TAREFA 1:
Segundo o resumo, qual programa de transferência monetária do Brasil foi examinado?
TAREFA 2:
Transcreva do resumo, sem mudar nada, o trecho que vai de "Ideias e políticas públicas: considerações" até "2018 (has links)", incluindo essas palavras.

== TRECHO

Ideias e políticas públicas: considerações a partir da análise de programas de transferência monetária na África do Sul, no Brasil e no Chile / Ideas and public policy: remarks from the analysis of cash transfers in South Africa

Oliveira, Maria Clara 06 September 2018 (has links)
Este trabalho analisa a relação entre ideias e políticas públicas. Procuramos entender como ideias sobre transferências monetárias circulam e de que modo se traduzem e/ou afetam os programas/sistemas de transferência monetária em diferentes contextos. Para tanto, examinamos quatro programas de transferência monetária em três países distintos o Child Support Grant da África do Sul, o Programa Bolsa Família do Brasil e o Chile Solidario e o Ingreso Ético Familiar do Chile. Argumentamos que é necessário combinar duas literaturas distintas estudos de difusão e transferência e abordagens cognitivas de modo a ter uma lente para analisar este fenômeno. A junção das literaturas permite-nos entender como ideias e políticas públicas viajam e se enraízam em diferentes lugares. O trabalho contribui, então, para compreender a circulação de ideias e o modo como estas se traduzem de diferentes formas consoante o contexto, originando políticas públicas com variações consideráveis. Além disso, para os três países estudados, analisamos o conteúdo das ideias, o que permite uma melhor compreensão dos debates sobre os programas e dos formatos adotados por cada um deles. / The present work examines the relation between ideas and public policy. We aim at understanding how ideas on cash transfers circulate and how they translate into/affect cash transfer programs in different contexts. In order to do so we investigate four programs/systems in three different countries South Africas Child Support Grant; Brazils Bolsa Família and the both Chilean Chile Solidario and Ingreso Ético Familiar We argue that it is necessary to combine two different bodies of literature diffusion and transfer studies as well as cognitive approaches in order to analyze this phenomenon. The interweaving of these two literatures allows us to understand how ideas and public policy travel and how they are rooted in different places. This work contributes to a better understanding of how ideas circulate and how they translate differently according to the context, originating public policy with substantial variation. Furthermore, for the three case studies, we analyze the content of ideas, allowing for a better comprehension of the debates surrounding the programs and of their design choices.

====
== LISTA DE ENTRADAS

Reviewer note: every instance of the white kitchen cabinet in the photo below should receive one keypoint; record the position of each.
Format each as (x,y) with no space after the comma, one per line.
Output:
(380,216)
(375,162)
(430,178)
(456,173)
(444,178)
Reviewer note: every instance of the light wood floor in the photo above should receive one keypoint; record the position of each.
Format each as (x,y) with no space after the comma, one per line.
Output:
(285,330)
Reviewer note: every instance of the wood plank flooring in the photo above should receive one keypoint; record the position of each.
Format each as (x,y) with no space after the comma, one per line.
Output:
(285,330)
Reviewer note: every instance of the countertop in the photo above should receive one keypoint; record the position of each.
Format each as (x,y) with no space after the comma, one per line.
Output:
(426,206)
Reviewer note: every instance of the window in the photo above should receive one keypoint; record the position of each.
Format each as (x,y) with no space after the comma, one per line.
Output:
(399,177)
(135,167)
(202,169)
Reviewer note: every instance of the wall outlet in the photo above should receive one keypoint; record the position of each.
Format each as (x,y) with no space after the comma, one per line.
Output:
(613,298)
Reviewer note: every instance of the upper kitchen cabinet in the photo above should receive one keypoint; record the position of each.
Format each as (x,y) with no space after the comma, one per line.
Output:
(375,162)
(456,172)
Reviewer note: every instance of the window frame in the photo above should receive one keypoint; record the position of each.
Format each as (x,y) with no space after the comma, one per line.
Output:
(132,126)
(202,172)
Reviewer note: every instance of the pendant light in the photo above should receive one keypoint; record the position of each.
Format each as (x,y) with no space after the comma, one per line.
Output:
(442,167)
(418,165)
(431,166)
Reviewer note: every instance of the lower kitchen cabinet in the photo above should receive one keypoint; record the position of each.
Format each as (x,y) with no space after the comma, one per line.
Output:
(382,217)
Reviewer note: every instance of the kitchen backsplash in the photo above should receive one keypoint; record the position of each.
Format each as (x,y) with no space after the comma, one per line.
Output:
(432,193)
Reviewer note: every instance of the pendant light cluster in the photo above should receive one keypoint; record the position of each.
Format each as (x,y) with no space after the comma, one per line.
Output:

====

RESPOSTA 1:
O Programa Bolsa Família.

RESPOSTA 2:
Ideias e políticas públicas: considerações a partir da análise de programas de transferência monetária na África do Sul, no Brasil e no Chile / Ideas and public policy: remarks from the analysis of cash transfers in South Africa

Oliveira, Maria Clara 06 September 2018 (has links)